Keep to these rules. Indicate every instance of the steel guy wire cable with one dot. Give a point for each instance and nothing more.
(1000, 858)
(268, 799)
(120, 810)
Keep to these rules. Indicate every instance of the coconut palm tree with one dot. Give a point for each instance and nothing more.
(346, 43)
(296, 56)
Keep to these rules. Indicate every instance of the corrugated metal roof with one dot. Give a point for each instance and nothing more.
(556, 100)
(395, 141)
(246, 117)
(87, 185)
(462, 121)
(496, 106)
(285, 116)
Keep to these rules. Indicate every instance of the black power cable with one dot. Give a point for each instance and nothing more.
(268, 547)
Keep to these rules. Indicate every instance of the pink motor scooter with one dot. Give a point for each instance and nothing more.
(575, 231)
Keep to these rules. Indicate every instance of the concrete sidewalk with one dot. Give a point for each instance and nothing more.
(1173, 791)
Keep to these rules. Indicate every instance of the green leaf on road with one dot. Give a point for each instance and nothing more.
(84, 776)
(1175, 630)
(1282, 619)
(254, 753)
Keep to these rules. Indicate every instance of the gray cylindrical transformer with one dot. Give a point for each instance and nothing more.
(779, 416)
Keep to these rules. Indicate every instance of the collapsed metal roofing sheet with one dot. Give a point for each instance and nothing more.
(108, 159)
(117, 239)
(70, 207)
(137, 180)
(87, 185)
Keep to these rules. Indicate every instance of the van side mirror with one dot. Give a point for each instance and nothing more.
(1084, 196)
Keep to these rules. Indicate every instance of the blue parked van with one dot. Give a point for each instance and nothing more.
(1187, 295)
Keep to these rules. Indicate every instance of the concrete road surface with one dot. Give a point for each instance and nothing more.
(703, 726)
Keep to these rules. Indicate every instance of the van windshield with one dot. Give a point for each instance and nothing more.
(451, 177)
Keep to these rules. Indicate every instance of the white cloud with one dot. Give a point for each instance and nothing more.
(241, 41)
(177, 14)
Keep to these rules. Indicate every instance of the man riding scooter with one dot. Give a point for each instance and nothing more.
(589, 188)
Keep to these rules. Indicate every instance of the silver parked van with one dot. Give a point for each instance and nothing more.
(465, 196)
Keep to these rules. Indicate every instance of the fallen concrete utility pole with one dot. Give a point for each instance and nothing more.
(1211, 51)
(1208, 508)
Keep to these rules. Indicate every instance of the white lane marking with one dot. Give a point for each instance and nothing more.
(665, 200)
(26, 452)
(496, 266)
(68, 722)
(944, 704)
|---|
**Task details**. What you should produce is an exact copy of the records above.

**Task answer**.
Keep to these rules. Indicate every instance of the steel guy wire cable with one dot. Give a point for each instance and nothing more.
(1000, 858)
(268, 799)
(120, 810)
Keep to these rules. Indicate every instance of the coconut palm tree with one dot. Give a point for each instance and nothing more.
(346, 43)
(296, 56)
Keep to these rules. Indicate every instance of the corrugated metal roof with one dot. Give a point for each instance and nothing more.
(556, 100)
(395, 141)
(246, 117)
(87, 185)
(462, 121)
(496, 106)
(285, 116)
Keep to these rules. Indicate every instance of the black power cable with one dot. Give a point for each instance and nothing more.
(268, 547)
Keep to these rules. Indicate every instance of the pink motor scooter with one dot. Give a point for each instance and nothing more.
(575, 231)
Keep to these rules. Indicate every instance of the concrete sidewalk with one dot. Give a point for each instance and nothing more.
(1173, 791)
Keep to these rules. Indicate every instance of the green leaf on road with one dot. Give a point for each instance and nothing more.
(84, 776)
(1175, 630)
(1282, 619)
(254, 753)
Keep to these rules. Indicate every instance of the gray cylindrical transformer with one dot. Give a point for each instance and nothing more.
(779, 416)
Keep to these rules. Indicate every instance of the collapsed metal roofing sheet with one dot. Give a point for each instance and nothing more.
(108, 159)
(117, 239)
(70, 207)
(137, 180)
(87, 185)
Keep to these rules. Indicate every instance of the van side mirror with one dot. Give a point for each instance and nothing more.
(1084, 196)
Keep to these rules. Indicate every instance of the blue parked van with one dot. Give a point for each instance and nothing more.
(1187, 295)
Keep to these rules. Indicate every instance of the concrete road surface with one dot. Give a point for each instance and nothing more.
(703, 726)
Keep to these rules. Indicate every instance of the van windshield with one dot. Give a point for each instance and nothing more.
(451, 177)
Keep to these rules. Indicate every instance of the white cloud with one dot. Give a point for each instance and nothing more.
(241, 41)
(177, 14)
Keep to these rules. Indicate every instance of the man riding scooter with one dot. Give a point for each instance and nothing more.
(589, 188)
Keep to these rules. Indicate every instance of the silver parked van with one dot. Give a point for each instance and nothing more.
(465, 196)
Keep to these rules. Indicate every instance of the fallen concrete utility pole with one dot. Give a point for each instance and nothing more.
(1211, 51)
(1208, 508)
Keep to these rules. Indicate every instance of the white lane marking with one dot. Give a point for each instance and nothing more.
(665, 200)
(26, 452)
(496, 266)
(68, 722)
(944, 704)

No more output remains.